> **DOCUMENT SEGMENT**:

Writers Should Learn Languages


Pepper has been teaching me French. Clearly she decided I wasn’t using my time productively enough: I’ve been memorising vocab all week and there are grammatical constructions coming out of my ears.

But I’m glad of it because it’s made me realise that the one piece of advice I’d give to writers is this:

Learn a language

Learn a language you were forced to sit through in high school without taking in a single word. Learn a language you’ve never even heard before in your life. Learn a language that uses an entirely different alphabet. Learn a language that’s an older form of your own language.

Learn a language.

In French, ‘moth’ is ‘papillon de nuit’: the butterfly of night. It’s not defined as a different creature. It’s the inverse form of the butterfly, its dark sibling that rules the darkness with its shadowed wings. It’s infinitely more threatening and possibly also doubles as an assassin’s nickname.

[Records held in a dataset]
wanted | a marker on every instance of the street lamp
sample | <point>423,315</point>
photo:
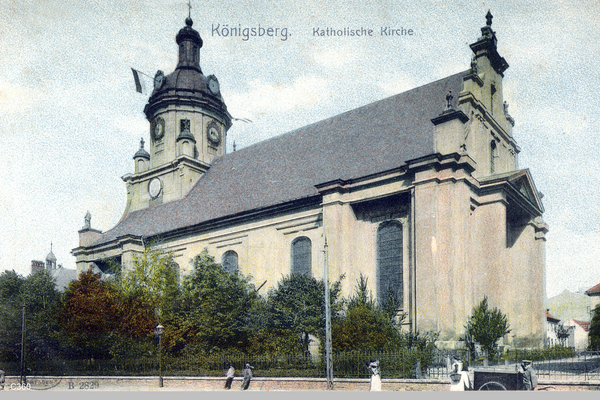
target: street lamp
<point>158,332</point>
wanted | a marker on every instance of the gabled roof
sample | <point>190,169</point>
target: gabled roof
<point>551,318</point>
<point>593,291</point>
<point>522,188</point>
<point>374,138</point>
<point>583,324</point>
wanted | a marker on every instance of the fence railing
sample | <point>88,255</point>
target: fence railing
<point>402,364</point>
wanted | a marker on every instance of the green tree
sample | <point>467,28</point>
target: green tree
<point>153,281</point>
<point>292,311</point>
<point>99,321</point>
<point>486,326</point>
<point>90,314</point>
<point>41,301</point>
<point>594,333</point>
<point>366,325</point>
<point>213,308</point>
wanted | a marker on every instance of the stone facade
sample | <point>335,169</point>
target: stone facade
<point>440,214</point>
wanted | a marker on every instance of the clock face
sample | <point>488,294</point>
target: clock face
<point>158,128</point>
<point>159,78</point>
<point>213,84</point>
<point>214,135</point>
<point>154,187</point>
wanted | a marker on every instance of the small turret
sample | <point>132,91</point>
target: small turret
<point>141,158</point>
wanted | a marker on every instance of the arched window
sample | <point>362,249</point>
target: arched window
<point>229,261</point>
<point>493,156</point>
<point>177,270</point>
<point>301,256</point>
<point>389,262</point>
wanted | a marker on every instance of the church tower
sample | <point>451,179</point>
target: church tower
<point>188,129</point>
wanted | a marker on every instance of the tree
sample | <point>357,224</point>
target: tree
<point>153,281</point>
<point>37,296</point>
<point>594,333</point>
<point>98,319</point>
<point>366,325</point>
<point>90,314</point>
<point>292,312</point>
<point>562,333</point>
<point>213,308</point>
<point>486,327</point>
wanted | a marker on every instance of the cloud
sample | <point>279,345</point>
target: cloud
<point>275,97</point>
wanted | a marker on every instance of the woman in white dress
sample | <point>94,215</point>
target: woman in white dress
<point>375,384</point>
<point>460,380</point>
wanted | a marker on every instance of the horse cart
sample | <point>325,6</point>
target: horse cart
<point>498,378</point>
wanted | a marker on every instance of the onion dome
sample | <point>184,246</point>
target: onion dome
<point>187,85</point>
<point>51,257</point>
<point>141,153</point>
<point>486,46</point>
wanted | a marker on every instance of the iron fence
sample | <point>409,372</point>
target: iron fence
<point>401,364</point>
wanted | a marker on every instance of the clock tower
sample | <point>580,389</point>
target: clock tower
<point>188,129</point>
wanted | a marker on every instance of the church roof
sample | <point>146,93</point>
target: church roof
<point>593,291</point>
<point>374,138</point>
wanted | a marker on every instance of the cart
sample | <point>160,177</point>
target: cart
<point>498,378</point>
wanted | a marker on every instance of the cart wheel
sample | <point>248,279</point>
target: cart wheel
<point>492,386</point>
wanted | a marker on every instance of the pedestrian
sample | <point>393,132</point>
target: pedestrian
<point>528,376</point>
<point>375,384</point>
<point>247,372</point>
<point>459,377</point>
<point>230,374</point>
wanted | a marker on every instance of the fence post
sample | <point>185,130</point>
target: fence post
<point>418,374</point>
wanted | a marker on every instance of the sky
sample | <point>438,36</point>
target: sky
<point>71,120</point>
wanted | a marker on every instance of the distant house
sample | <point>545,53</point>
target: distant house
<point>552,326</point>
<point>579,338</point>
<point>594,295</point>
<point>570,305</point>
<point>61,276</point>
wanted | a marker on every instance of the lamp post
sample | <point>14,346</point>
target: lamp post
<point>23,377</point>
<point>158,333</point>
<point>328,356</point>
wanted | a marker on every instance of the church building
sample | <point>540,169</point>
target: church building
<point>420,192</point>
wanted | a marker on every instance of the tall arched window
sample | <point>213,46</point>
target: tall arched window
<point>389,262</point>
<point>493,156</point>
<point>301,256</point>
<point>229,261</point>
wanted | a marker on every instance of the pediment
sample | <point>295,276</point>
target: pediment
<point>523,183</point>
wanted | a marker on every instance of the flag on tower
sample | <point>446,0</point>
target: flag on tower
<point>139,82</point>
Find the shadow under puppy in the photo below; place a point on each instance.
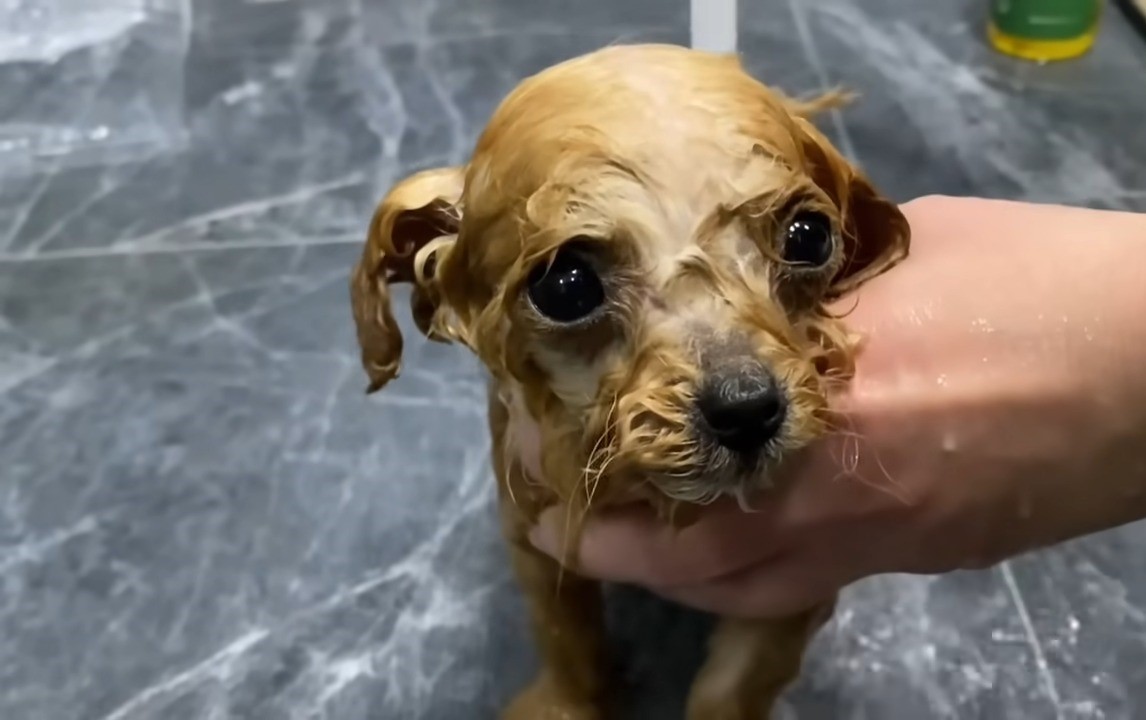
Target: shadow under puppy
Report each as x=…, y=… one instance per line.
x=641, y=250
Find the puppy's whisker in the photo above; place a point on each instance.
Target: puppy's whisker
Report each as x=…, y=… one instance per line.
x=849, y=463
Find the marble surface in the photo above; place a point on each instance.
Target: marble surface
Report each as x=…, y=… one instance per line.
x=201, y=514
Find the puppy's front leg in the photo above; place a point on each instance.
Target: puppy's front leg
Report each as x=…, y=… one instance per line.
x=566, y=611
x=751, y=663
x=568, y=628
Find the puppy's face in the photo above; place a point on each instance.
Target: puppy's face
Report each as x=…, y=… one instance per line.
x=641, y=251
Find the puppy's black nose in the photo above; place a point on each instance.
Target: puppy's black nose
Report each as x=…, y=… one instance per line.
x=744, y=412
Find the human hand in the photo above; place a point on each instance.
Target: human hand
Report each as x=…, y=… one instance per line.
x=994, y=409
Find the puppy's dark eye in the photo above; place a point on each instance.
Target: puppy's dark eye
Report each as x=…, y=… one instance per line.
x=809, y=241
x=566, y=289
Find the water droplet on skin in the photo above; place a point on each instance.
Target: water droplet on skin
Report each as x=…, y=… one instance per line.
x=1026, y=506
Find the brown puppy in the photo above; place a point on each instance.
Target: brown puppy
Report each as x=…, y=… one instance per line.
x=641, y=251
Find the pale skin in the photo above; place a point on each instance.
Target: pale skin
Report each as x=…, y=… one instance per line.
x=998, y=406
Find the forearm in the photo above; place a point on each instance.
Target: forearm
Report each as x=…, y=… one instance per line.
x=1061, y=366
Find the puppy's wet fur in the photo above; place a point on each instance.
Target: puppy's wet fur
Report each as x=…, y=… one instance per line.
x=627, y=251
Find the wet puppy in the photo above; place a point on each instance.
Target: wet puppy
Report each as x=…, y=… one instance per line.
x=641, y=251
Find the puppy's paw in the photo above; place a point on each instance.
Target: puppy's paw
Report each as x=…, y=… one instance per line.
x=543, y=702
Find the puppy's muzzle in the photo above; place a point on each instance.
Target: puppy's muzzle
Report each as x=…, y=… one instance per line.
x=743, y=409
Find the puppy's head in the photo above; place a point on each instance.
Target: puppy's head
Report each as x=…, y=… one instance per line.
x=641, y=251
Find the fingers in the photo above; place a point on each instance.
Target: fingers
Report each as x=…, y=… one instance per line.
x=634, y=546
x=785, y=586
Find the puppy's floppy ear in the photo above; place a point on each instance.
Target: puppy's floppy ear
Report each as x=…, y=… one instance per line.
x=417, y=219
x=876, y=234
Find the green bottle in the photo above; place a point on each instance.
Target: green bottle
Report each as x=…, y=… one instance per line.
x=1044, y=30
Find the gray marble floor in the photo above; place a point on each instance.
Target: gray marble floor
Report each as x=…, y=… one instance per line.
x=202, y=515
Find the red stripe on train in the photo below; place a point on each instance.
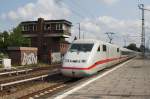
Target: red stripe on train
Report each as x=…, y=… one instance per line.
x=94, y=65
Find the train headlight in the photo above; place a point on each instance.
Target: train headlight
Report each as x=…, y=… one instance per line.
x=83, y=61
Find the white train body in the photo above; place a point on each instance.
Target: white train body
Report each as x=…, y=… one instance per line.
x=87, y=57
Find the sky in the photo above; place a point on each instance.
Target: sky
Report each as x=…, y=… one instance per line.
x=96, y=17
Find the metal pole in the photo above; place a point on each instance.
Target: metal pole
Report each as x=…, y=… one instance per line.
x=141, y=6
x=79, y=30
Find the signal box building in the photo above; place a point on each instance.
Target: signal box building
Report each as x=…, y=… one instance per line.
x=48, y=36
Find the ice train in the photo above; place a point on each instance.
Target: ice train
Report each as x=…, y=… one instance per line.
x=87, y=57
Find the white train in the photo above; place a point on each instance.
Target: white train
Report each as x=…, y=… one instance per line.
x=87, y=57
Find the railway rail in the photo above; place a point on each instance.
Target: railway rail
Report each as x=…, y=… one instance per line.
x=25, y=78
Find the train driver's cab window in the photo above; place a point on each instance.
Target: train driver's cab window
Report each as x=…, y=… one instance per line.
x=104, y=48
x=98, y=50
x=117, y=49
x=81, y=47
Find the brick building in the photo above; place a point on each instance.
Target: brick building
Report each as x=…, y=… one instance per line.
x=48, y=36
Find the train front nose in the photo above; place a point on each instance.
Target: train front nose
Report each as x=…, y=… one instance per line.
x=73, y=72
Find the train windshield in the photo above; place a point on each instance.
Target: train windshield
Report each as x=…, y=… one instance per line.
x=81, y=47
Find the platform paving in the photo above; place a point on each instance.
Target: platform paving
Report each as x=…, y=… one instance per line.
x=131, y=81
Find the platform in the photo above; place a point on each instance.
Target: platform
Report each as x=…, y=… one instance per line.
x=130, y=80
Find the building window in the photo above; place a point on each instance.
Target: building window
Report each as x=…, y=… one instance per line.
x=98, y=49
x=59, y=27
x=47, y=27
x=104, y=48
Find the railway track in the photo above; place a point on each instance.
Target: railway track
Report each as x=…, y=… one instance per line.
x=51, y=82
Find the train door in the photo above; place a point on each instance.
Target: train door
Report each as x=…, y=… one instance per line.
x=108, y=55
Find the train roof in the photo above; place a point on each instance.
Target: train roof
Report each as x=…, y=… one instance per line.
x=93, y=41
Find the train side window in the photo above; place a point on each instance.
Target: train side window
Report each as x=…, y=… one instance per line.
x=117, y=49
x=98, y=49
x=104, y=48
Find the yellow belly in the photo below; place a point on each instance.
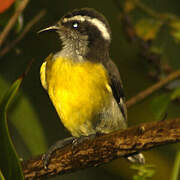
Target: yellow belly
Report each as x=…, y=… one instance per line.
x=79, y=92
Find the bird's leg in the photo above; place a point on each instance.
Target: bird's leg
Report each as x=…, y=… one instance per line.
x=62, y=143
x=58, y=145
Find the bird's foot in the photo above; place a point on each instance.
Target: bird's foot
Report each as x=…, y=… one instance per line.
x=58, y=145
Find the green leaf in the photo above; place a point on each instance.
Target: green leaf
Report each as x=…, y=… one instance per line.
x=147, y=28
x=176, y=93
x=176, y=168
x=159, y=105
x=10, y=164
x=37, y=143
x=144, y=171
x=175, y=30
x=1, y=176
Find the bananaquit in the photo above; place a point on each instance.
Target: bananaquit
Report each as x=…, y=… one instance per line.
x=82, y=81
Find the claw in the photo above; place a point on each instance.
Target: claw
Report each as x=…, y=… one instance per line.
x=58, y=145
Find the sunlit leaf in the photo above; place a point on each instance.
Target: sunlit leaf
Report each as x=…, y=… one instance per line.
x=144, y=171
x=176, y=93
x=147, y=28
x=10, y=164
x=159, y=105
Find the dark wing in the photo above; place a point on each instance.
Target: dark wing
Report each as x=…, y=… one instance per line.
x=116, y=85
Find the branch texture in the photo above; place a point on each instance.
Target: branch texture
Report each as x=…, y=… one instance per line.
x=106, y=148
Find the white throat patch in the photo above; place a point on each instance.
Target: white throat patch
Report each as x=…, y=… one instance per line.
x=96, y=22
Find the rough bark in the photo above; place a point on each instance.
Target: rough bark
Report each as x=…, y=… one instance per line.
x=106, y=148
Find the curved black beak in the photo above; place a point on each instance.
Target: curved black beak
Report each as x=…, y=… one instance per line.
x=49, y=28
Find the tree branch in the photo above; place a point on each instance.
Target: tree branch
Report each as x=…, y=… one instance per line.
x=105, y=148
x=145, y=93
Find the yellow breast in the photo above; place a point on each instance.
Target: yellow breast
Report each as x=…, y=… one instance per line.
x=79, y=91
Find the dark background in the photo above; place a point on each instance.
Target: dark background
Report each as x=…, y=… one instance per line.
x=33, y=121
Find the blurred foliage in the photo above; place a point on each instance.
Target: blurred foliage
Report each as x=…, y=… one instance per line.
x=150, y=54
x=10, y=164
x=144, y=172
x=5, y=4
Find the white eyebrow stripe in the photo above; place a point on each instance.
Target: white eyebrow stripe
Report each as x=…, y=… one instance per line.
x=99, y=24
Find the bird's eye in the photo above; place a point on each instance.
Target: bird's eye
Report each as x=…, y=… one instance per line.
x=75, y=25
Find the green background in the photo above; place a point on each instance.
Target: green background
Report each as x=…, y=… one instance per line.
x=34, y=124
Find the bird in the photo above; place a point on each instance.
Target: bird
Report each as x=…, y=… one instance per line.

> **TASK SET**:
1. Which kinds of language does the post on writers learning languages list as ones to learn? Give every one.
2. Can you return the post on writers learning languages from "Learn a language you were" up to and including "an assassin’s nickname.", copied word for word?

> **TASK RESPONSES**:
1.
- A language you were forced to sit through in high school without taking in a single word
- A language you've never even heard before in your life
- A language that uses an entirely different alphabet
- A language that's an older form of your own language

2.
Learn a language you were forced to sit through in high school without taking in a single word. Learn a language you’ve never even heard before in your life. Learn a language that uses an entirely different alphabet. Learn a language that’s an older form of your own language.

Learn a language.

In French, ‘moth’ is ‘papillon de nuit’: the butterfly of night. It’s not defined as a different creature. It’s the inverse form of the butterfly, its dark sibling that rules the darkness with its shadowed wings. It’s infinitely more threatening and possibly also doubles as an assassin’s nickname.